======== Extracted records ========

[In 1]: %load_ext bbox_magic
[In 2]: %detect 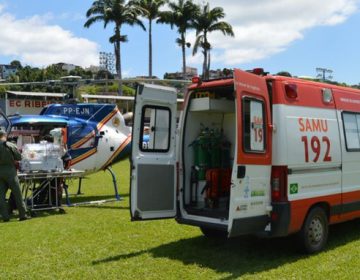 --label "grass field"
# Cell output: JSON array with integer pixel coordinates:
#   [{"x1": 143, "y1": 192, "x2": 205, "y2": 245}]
[{"x1": 0, "y1": 161, "x2": 360, "y2": 280}]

========

| Problem to work on |
Locate every line in the entries above that contains the string "JSON", and copy each of those lines. The match is case-sensitive.

| Written response |
# Cell output: JSON array with integer pixel coordinates:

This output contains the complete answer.